--- Exercise objective ---
Pick out and copy each line in the listing that contains the word "white".

● ● ● ● ●

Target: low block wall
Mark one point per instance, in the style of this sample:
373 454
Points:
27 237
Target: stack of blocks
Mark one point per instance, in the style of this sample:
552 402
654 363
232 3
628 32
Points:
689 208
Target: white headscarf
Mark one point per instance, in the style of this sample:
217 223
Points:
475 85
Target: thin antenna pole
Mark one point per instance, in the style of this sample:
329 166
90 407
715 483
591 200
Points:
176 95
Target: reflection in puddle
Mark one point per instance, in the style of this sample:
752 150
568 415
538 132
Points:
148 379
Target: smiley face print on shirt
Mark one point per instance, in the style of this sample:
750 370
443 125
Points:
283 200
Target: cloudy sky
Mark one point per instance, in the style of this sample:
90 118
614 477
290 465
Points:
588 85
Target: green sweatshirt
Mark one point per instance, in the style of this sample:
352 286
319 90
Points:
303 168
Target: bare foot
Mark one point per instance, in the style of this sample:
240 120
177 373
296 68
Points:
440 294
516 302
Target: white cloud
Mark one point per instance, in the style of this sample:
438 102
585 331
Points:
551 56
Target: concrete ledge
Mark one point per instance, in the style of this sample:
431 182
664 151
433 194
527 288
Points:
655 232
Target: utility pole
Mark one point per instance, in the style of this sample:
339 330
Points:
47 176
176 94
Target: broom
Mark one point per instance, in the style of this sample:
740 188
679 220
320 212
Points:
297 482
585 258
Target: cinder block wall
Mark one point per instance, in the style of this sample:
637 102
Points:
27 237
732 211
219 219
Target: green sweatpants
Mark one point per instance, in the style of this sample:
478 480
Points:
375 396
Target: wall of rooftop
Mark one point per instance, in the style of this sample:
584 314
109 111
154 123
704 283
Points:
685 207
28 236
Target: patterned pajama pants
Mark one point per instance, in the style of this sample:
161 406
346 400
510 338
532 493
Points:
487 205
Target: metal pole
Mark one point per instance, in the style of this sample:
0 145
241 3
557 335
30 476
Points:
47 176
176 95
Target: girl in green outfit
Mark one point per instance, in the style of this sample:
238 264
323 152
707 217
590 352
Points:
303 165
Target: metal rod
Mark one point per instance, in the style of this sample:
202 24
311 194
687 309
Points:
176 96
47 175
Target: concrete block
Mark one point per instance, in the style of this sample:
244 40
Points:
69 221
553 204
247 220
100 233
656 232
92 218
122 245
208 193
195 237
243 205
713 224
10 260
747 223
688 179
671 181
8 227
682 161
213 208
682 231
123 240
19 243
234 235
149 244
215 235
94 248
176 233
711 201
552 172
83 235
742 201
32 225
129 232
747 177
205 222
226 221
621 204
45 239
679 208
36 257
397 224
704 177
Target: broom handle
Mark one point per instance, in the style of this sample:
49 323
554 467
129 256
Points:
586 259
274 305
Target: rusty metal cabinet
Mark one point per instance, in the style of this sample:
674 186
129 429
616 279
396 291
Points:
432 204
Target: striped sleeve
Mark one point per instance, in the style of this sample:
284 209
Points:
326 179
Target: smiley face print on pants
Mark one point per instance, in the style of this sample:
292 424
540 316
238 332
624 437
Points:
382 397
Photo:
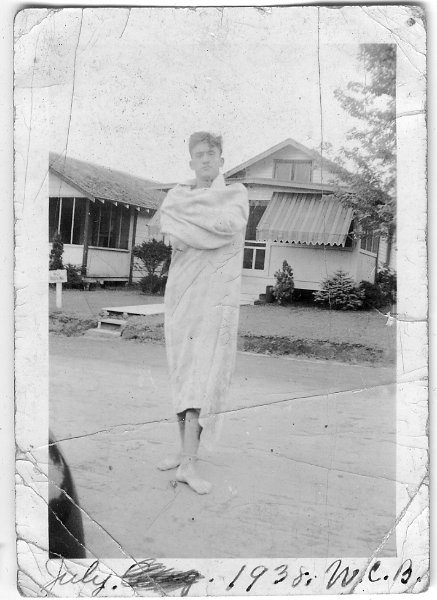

● ● ● ● ●

--- Completed exercise ---
Target: white headscarf
Target: white cloud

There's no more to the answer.